• [What to work on]
Rewrite all of the records below as a JSON list of strings, with one string for each line and no blank lines. Leave the pictures out.
>> BEGIN
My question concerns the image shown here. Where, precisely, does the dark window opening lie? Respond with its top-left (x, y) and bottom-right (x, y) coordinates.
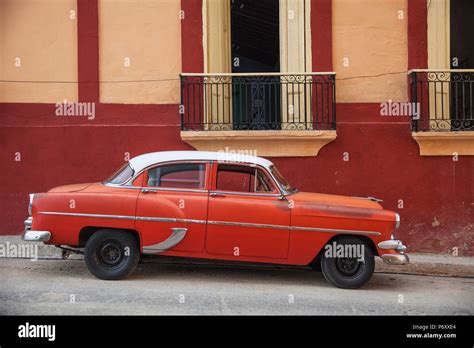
top-left (231, 0), bottom-right (281, 129)
top-left (450, 0), bottom-right (474, 130)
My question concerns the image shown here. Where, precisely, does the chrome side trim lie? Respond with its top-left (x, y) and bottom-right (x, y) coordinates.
top-left (135, 216), bottom-right (206, 224)
top-left (21, 230), bottom-right (51, 242)
top-left (24, 216), bottom-right (33, 231)
top-left (143, 227), bottom-right (188, 254)
top-left (38, 211), bottom-right (135, 220)
top-left (290, 226), bottom-right (381, 236)
top-left (207, 221), bottom-right (290, 230)
top-left (378, 239), bottom-right (407, 251)
top-left (38, 211), bottom-right (206, 224)
top-left (39, 211), bottom-right (381, 236)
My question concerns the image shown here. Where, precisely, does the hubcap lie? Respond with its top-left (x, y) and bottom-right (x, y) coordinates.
top-left (100, 242), bottom-right (122, 266)
top-left (336, 257), bottom-right (361, 276)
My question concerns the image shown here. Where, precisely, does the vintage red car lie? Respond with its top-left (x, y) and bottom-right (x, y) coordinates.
top-left (23, 151), bottom-right (408, 288)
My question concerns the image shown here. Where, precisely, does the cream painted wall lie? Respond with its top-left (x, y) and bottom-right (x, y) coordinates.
top-left (0, 0), bottom-right (77, 103)
top-left (332, 0), bottom-right (408, 103)
top-left (99, 0), bottom-right (181, 104)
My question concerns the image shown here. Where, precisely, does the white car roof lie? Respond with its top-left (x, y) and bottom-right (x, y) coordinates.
top-left (128, 151), bottom-right (273, 173)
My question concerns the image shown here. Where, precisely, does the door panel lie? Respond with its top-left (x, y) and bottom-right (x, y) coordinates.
top-left (135, 162), bottom-right (210, 253)
top-left (206, 193), bottom-right (290, 259)
top-left (135, 190), bottom-right (208, 252)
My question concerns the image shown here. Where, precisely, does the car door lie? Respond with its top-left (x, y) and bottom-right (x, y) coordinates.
top-left (135, 161), bottom-right (210, 254)
top-left (206, 163), bottom-right (290, 259)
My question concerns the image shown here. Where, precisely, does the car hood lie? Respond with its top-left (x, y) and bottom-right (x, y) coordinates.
top-left (48, 183), bottom-right (93, 193)
top-left (288, 192), bottom-right (383, 209)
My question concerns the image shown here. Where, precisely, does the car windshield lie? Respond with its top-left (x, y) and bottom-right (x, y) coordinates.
top-left (270, 166), bottom-right (298, 192)
top-left (105, 163), bottom-right (134, 185)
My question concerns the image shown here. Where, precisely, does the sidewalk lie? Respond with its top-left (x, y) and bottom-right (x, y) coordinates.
top-left (0, 236), bottom-right (474, 278)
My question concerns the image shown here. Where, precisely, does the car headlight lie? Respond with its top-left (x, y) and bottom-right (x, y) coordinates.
top-left (28, 193), bottom-right (35, 216)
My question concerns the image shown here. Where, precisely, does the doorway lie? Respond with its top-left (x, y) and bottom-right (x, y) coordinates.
top-left (450, 0), bottom-right (474, 130)
top-left (230, 0), bottom-right (281, 130)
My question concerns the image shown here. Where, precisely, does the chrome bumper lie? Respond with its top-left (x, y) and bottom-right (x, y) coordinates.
top-left (21, 216), bottom-right (51, 242)
top-left (378, 239), bottom-right (407, 252)
top-left (21, 231), bottom-right (51, 242)
top-left (381, 254), bottom-right (410, 265)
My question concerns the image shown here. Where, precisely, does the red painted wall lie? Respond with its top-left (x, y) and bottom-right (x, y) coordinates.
top-left (0, 0), bottom-right (474, 255)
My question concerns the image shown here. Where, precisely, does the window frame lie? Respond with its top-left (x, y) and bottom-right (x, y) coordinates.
top-left (139, 160), bottom-right (212, 192)
top-left (210, 161), bottom-right (283, 197)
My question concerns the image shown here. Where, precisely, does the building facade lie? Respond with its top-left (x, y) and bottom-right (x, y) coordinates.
top-left (0, 0), bottom-right (474, 255)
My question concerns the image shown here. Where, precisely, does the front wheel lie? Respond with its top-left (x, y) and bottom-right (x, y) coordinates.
top-left (321, 236), bottom-right (375, 289)
top-left (84, 229), bottom-right (140, 280)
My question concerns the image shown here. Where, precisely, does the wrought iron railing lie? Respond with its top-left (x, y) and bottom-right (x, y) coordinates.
top-left (408, 69), bottom-right (474, 132)
top-left (181, 73), bottom-right (336, 131)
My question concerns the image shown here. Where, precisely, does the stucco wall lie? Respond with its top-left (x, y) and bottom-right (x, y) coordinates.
top-left (0, 0), bottom-right (77, 103)
top-left (99, 0), bottom-right (181, 104)
top-left (332, 0), bottom-right (408, 103)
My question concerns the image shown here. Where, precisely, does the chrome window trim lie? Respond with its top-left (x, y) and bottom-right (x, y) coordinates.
top-left (140, 186), bottom-right (209, 193)
top-left (216, 161), bottom-right (288, 197)
top-left (395, 213), bottom-right (400, 230)
top-left (38, 211), bottom-right (381, 236)
top-left (124, 160), bottom-right (212, 189)
top-left (290, 226), bottom-right (381, 236)
top-left (209, 190), bottom-right (281, 197)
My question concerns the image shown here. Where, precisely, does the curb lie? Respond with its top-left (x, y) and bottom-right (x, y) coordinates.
top-left (0, 236), bottom-right (474, 278)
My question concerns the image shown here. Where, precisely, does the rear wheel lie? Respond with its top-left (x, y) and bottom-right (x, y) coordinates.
top-left (84, 229), bottom-right (140, 280)
top-left (321, 236), bottom-right (375, 289)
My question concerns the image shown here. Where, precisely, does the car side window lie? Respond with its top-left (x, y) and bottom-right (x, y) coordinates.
top-left (216, 164), bottom-right (276, 193)
top-left (147, 163), bottom-right (206, 189)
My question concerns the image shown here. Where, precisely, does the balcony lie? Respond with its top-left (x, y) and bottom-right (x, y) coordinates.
top-left (408, 69), bottom-right (474, 155)
top-left (181, 73), bottom-right (336, 156)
>> END
• [Exercise solution]
[
  "My question concerns the image shown here. Where, precisely, does the dark window opening lie? Respond with its top-left (x, y) and bottom-right (x, y) coordinates.",
  "top-left (231, 0), bottom-right (281, 129)",
  "top-left (450, 0), bottom-right (474, 130)",
  "My question concerns the image shown here. Where, precisely, does the chrome side trim lie? Respond with its top-left (x, y) and bottom-right (x, y) coordinates.",
  "top-left (135, 216), bottom-right (206, 224)",
  "top-left (21, 230), bottom-right (51, 242)",
  "top-left (24, 216), bottom-right (33, 231)",
  "top-left (143, 227), bottom-right (188, 254)",
  "top-left (38, 211), bottom-right (135, 220)",
  "top-left (290, 226), bottom-right (381, 236)",
  "top-left (207, 221), bottom-right (290, 230)",
  "top-left (378, 239), bottom-right (407, 251)",
  "top-left (38, 211), bottom-right (206, 224)",
  "top-left (39, 211), bottom-right (381, 236)",
  "My question concerns the image shown here. Where, precisely, does the hubcap lie? Respond with its top-left (x, y) and bottom-right (x, y) coordinates.",
  "top-left (100, 242), bottom-right (122, 266)",
  "top-left (336, 257), bottom-right (361, 276)",
  "My question concerns the image shown here. Where, precisely, does the vintage red car lie? Respond with its top-left (x, y) and bottom-right (x, y) coordinates.",
  "top-left (23, 151), bottom-right (408, 288)",
  "My question concerns the image shown here. Where, precisely, does the cream painted wall lie? Respond with its top-left (x, y) and bottom-right (x, y) coordinates.",
  "top-left (0, 0), bottom-right (77, 103)",
  "top-left (332, 0), bottom-right (408, 103)",
  "top-left (99, 0), bottom-right (181, 104)",
  "My question concerns the image shown here. Where, precisely, does the white car roof lie? Respond with its top-left (x, y) and bottom-right (x, y) coordinates.",
  "top-left (128, 151), bottom-right (273, 173)",
  "My question concerns the image shown here. Where, precisely, does the door panel lie? Respond with its top-left (x, y) and bottom-right (x, y) coordinates.",
  "top-left (135, 162), bottom-right (210, 253)",
  "top-left (206, 193), bottom-right (290, 259)",
  "top-left (135, 190), bottom-right (208, 252)",
  "My question concerns the image shown here. Where, precisely, does the car door lie? Respond with its top-left (x, y) and bottom-right (x, y) coordinates.",
  "top-left (135, 161), bottom-right (210, 254)",
  "top-left (206, 163), bottom-right (290, 259)",
  "My question concerns the image shown here. Where, precisely, does the car hood lie? Respond with its top-left (x, y) and bottom-right (x, y) coordinates.",
  "top-left (48, 183), bottom-right (93, 193)",
  "top-left (288, 192), bottom-right (383, 209)",
  "My question concerns the image shown here. Where, precisely, does the car windshield lie? Respond with its top-left (x, y) and bottom-right (x, y) coordinates.",
  "top-left (270, 166), bottom-right (298, 192)",
  "top-left (105, 163), bottom-right (134, 185)",
  "My question concerns the image shown here. Where, precisely, does the sidewalk lie? Respond with its top-left (x, y) and bottom-right (x, y) coordinates.",
  "top-left (0, 236), bottom-right (474, 278)",
  "My question concerns the image shown here. Where, precisely, does the car headlight lie? Respond with its top-left (x, y) and bottom-right (x, y) coordinates.",
  "top-left (28, 193), bottom-right (35, 216)",
  "My question concerns the image shown here. Where, precisely, does the doorway lie? Respond with its top-left (x, y) and bottom-right (x, y) coordinates.",
  "top-left (450, 0), bottom-right (474, 130)",
  "top-left (230, 0), bottom-right (281, 130)",
  "My question concerns the image shown here. Where, precisely, does the chrome bumper lie? Respond with its top-left (x, y) and bottom-right (x, y) coordinates.",
  "top-left (21, 216), bottom-right (51, 242)",
  "top-left (378, 239), bottom-right (407, 252)",
  "top-left (21, 231), bottom-right (51, 242)",
  "top-left (381, 254), bottom-right (410, 265)",
  "My question concerns the image shown here. Where, precisely, does the red painted wall lie? Respond with its top-left (x, y) and bottom-right (x, y) coordinates.",
  "top-left (0, 0), bottom-right (474, 255)",
  "My question concerns the image shown here. Where, precisely, does the window frame lie? Respond with its top-left (x, y) and bottom-right (x, y) coordinates.",
  "top-left (139, 160), bottom-right (212, 192)",
  "top-left (210, 161), bottom-right (283, 197)",
  "My question concerns the image shown here. Where, precisely, does the building facade lie? Respond with its top-left (x, y) and bottom-right (x, y) coordinates.",
  "top-left (0, 0), bottom-right (474, 255)",
  "My question concerns the image shown here. Where, precisely, does the front wheel lie? Respond with its top-left (x, y) and bottom-right (x, y) coordinates.",
  "top-left (321, 236), bottom-right (375, 289)",
  "top-left (84, 229), bottom-right (140, 280)",
  "My question concerns the image shown here. Where, precisely, does the wrought iron railing lie? Respond with its top-left (x, y) and bottom-right (x, y) coordinates.",
  "top-left (408, 69), bottom-right (474, 132)",
  "top-left (181, 73), bottom-right (336, 131)",
  "My question concerns the image shown here. Where, precisely, does the stucco wall lie? Respond with its top-left (x, y) and bottom-right (x, y) coordinates.",
  "top-left (0, 0), bottom-right (77, 103)",
  "top-left (99, 0), bottom-right (181, 104)",
  "top-left (332, 0), bottom-right (408, 103)",
  "My question concerns the image shown here. Where, precisely, does the chrome window trim lie? Respond with its top-left (x, y) and bottom-right (x, y) coordinates.",
  "top-left (140, 186), bottom-right (209, 193)",
  "top-left (216, 161), bottom-right (288, 197)",
  "top-left (395, 213), bottom-right (400, 230)",
  "top-left (38, 211), bottom-right (381, 236)",
  "top-left (124, 160), bottom-right (212, 189)",
  "top-left (290, 226), bottom-right (381, 236)",
  "top-left (209, 190), bottom-right (281, 197)",
  "My question concerns the image shown here. Where, precisely, does the curb lie? Respond with its top-left (x, y) and bottom-right (x, y) coordinates.",
  "top-left (0, 236), bottom-right (474, 278)",
  "My question concerns the image shown here. Where, precisely, does the rear wheel lie? Respond with its top-left (x, y) and bottom-right (x, y) coordinates.",
  "top-left (84, 229), bottom-right (140, 280)",
  "top-left (321, 236), bottom-right (375, 289)",
  "My question concerns the image shown here. Where, precisely, does the car side window lie? Respond with its top-left (x, y) and bottom-right (x, y) coordinates.",
  "top-left (216, 164), bottom-right (276, 193)",
  "top-left (147, 163), bottom-right (206, 189)",
  "My question concerns the image shown here. Where, precisely, does the balcony lie? Respond with its top-left (x, y) and bottom-right (x, y) coordinates.",
  "top-left (408, 69), bottom-right (474, 155)",
  "top-left (181, 73), bottom-right (336, 156)"
]